Work to complete
According to the passage below about Hare's collection, who cowrote Brassneck and Pravda with Hare?
## BEGIN Reading text
Although Hare's career began as official censorship of plays in Britain ended in 1968, he has always been concerned with the issues of censorship and the power of the press in its choice of what to publish. He regarded the unwillingness of theatres to present England's Ireland as a form of censorship. Bill Webb of The Guardian asked Hare to write an introduction to its Bedside Guardian in 1986, and Hare sent a piece criticizing not only the press in general, but also The Guardian itself; it was not published. A negative review by New York Times critic Frank Rich resulted in the closure of the New York production of The Secret Rapture and generated an argument between Rich and Hare about Rich's power. Hare also exchanged heated correspondence with critic Irving Wardle over A Map of the World. In a "Censorship" folder, Hare filed correspondence with the BBC about its banning Roy Minton's play Scum and Ian McEwen's play Solid Geometry. The "Censorship" file also contains letters from a solicitor analyzing possible libel danger in republishing Hare's "Ah Mischief: The Role of Public Broadcasting" article, originally written for The Guardian, as well as Hare's notes for a debate with Mary Whitehouse about censorship.
Hare has collaborated on various works with Nick Bicât, Tony Bicât, Howard Brenton, David Edgar, and Snoo Wilson, among others. Notable collaborations represented in the collection include Brassneck and Pravda, both cowritten with Howard Brenton, England's Ireland, which was written with six other playwrights, and The Knife, with Nick Bicât and Tim Rose-Price.
As a director, Hare has directed not only productions of his own plays, but also plays by Tony Bicât, Howard Brenton, Trevor Griffiths, Christopher Hampton, and Snoo Wilson. Typescripts, correspondence, and production material from these are contained in the collection.
Within the Works by Others series are two screenplays, Skin Flicker by Howard Brenton and The Serpent's Kiss by Tim Rose-Price, a playscript of Castle of the Sea by Colin Haydn Evans, and The Fever, a performance piece by Wallace Shawn.
## END Reading text
## BEGIN Listing
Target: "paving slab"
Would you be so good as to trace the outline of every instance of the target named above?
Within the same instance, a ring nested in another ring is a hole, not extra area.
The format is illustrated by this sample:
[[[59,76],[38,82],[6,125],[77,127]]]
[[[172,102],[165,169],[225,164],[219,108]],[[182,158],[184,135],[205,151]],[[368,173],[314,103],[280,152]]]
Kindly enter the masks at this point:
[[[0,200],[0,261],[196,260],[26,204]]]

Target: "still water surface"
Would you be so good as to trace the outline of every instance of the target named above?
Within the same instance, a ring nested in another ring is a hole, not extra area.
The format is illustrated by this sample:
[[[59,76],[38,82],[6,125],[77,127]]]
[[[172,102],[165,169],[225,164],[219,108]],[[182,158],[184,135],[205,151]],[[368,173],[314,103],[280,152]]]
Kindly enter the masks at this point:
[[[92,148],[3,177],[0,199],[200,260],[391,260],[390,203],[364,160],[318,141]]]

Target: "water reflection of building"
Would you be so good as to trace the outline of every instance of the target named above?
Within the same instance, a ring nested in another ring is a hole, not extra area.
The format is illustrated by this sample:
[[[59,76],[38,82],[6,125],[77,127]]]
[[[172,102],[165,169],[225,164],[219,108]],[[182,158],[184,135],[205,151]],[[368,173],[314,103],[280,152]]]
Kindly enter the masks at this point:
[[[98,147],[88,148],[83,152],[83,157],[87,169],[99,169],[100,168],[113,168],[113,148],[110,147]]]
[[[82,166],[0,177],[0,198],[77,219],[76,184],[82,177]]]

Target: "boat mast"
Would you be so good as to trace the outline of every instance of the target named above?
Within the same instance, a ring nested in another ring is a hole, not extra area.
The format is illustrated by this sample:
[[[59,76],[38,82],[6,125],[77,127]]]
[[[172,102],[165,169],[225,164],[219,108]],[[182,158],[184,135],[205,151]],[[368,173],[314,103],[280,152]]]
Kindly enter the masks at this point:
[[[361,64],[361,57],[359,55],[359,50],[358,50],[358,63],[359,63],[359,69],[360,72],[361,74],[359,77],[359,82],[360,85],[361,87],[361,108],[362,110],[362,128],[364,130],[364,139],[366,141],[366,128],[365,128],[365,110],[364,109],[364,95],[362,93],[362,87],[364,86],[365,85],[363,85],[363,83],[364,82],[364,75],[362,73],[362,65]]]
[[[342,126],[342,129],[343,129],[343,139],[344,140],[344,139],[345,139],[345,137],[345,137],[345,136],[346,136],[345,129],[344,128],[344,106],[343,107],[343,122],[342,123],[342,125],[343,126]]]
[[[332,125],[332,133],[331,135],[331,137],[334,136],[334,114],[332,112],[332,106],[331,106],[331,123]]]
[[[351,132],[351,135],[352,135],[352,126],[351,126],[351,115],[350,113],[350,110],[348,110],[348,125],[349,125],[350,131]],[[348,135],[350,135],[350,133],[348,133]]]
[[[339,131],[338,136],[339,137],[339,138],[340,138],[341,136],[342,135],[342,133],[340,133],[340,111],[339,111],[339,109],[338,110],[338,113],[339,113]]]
## END Listing
Solution for this task
Howard Brenton